___ Records for this exercise ___

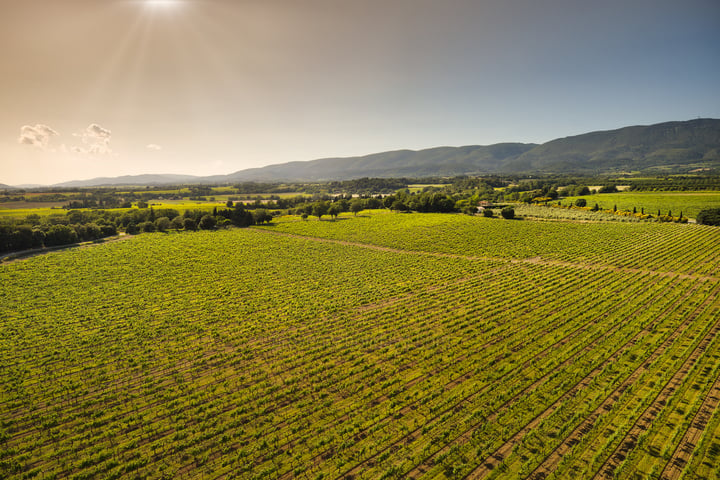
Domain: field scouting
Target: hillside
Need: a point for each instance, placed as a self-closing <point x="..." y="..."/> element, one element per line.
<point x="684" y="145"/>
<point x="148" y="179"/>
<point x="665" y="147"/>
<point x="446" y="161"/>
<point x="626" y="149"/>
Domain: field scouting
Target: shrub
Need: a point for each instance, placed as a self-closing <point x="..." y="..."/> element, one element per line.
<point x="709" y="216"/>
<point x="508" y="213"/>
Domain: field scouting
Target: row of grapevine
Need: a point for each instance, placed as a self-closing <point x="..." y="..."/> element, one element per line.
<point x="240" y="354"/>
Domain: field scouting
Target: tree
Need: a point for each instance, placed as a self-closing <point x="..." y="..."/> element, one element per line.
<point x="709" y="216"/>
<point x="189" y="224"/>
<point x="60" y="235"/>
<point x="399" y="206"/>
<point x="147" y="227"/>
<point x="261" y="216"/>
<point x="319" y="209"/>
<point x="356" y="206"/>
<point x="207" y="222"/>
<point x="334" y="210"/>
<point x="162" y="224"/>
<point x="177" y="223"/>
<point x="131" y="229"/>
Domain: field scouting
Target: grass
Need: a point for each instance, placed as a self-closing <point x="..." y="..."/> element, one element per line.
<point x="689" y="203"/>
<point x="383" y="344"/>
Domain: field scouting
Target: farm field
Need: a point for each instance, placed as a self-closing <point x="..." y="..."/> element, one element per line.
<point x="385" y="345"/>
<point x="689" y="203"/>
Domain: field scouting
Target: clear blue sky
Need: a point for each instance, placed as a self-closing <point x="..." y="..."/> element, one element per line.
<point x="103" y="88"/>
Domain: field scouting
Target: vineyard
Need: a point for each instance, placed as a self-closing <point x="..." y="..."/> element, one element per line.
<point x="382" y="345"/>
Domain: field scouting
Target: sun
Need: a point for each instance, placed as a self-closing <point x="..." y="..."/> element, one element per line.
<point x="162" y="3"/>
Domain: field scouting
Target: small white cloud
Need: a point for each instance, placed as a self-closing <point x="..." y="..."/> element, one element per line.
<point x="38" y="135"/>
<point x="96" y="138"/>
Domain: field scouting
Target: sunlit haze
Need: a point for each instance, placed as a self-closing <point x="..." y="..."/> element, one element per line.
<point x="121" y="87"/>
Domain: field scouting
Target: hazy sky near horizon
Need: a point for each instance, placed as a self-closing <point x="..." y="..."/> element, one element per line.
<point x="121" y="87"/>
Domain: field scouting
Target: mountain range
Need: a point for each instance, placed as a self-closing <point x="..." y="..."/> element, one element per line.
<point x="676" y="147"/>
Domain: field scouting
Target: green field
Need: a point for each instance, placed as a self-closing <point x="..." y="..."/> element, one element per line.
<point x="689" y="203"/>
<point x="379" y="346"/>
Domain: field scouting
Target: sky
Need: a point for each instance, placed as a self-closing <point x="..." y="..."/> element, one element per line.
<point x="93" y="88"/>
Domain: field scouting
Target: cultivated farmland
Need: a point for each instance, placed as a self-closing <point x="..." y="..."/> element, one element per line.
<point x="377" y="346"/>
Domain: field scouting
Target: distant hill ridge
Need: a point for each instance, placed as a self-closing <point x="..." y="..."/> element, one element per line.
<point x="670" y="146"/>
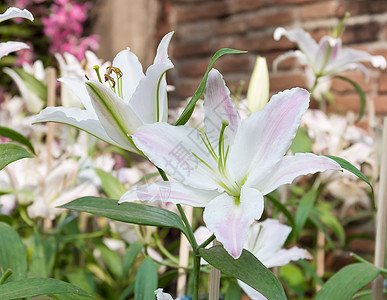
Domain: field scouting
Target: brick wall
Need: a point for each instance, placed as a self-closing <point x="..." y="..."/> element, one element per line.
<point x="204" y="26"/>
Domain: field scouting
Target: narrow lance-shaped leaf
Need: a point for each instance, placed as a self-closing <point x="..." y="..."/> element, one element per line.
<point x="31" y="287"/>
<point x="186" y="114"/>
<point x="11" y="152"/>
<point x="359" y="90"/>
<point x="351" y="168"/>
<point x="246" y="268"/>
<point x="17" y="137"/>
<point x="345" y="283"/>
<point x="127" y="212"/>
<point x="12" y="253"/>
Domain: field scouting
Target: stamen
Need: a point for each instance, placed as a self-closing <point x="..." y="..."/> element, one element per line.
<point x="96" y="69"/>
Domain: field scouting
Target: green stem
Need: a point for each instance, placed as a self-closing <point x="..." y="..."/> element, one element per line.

___

■ **What you will do**
Your task is to set down the records shown above exactly, minus any pictures.

■ **Complete output**
Domain: field scouting
Target: hillside
Need: a point for each instance, placed as a self-closing <point x="..." y="..."/> element, one element per line.
<point x="684" y="145"/>
<point x="148" y="179"/>
<point x="665" y="147"/>
<point x="446" y="161"/>
<point x="626" y="149"/>
Domain: field scouting
Target: shrub
Need: a point for each instance, placed as a self-closing <point x="..." y="..."/> element, one element per line.
<point x="709" y="216"/>
<point x="508" y="213"/>
Domain: field scouting
Target: row of grapevine
Need: a point for each instance, placed as a self-closing <point x="..." y="..."/> element, one element per line.
<point x="240" y="354"/>
Domain: field scouting
Target: tree
Need: a point for each instance, placed as a self-closing <point x="..." y="..."/> element, one element per line.
<point x="709" y="216"/>
<point x="189" y="224"/>
<point x="60" y="235"/>
<point x="399" y="206"/>
<point x="147" y="227"/>
<point x="261" y="216"/>
<point x="319" y="209"/>
<point x="356" y="206"/>
<point x="207" y="222"/>
<point x="334" y="210"/>
<point x="162" y="224"/>
<point x="177" y="223"/>
<point x="131" y="229"/>
Domain: field scouting
Target: grass
Need: a point for each instance, placed as a self-closing <point x="..." y="..."/> element, one element per line.
<point x="689" y="203"/>
<point x="383" y="344"/>
Domain: field scouting
Target: farm field
Need: a point for each instance, placed as a self-closing <point x="..." y="..."/> element, one element per line.
<point x="385" y="345"/>
<point x="689" y="203"/>
Domain: field scouting
Target: clear blue sky
Need: a point for each instance, placed as a self-closing <point x="..." y="..."/> element, one element per line.
<point x="103" y="88"/>
Domain: field scouting
Target: vineyard
Need: a point for each instance, placed as a self-closing <point x="..." y="..."/> element, one element per line.
<point x="382" y="345"/>
Domain: field scouting
Target: sun
Need: a point for each instance, placed as a self-closing <point x="..." y="..."/> element, one element per line.
<point x="162" y="3"/>
Domain: field scouting
Target: small white cloud
Need: a point for each instance, placed as a self-closing <point x="..." y="..."/> element, one element per line.
<point x="38" y="135"/>
<point x="96" y="138"/>
Domain: field scouting
Target: sunlit haze
Need: a point for each instance, placed as a self-closing <point x="..." y="..."/> element, one element per line.
<point x="121" y="87"/>
Domain: field scouting
Target: hazy sky near horizon
Need: a point for each instance, placed as a self-closing <point x="..." y="..."/> element, one element per line.
<point x="121" y="87"/>
Domain: field scouting
Target: mountain range
Need: a point for each instance, placed as a self-closing <point x="..." y="..."/> element, one element per line.
<point x="676" y="147"/>
Domain: field scouting
Target: green field
Need: a point for each instance, placed as a self-closing <point x="..." y="..."/> element, one element per line.
<point x="689" y="203"/>
<point x="379" y="346"/>
Domain: field scouting
Target: sky
Need: a point for each instance, placed as a self-closing <point x="..." y="..."/> element, one element per line.
<point x="93" y="88"/>
Domain: field scouting
Target: cultivated farmland
Need: a point for each instance, placed as a self-closing <point x="..." y="..."/> element, one element per line.
<point x="377" y="346"/>
Domain: field scouting
Target: distant hill ridge
Need: a point for each instance, placed as a self-closing <point x="..." y="..."/> element, one element per line.
<point x="670" y="146"/>
Domain: field scouting
Target: brick wall
Need: a point for each instance, placed as a self-closing <point x="..." y="..."/> element, one element per line.
<point x="204" y="26"/>
Domain: field scouting
Target: narrow lance-shaped leaf
Need: a point for each instance, placed as a self-closing <point x="..." y="..."/> element, one element per line.
<point x="31" y="287"/>
<point x="186" y="114"/>
<point x="11" y="152"/>
<point x="359" y="90"/>
<point x="351" y="168"/>
<point x="246" y="268"/>
<point x="17" y="137"/>
<point x="345" y="283"/>
<point x="127" y="212"/>
<point x="12" y="253"/>
Domain: field scouting
Target: stamen
Need: a point for each instance, placed as a self-closing <point x="..." y="..."/> element, one element per line.
<point x="96" y="69"/>
Domain: field scouting
Target: green stem
Need: a point for each instance, placed as a self-closing <point x="..." y="..."/> element, one element per line.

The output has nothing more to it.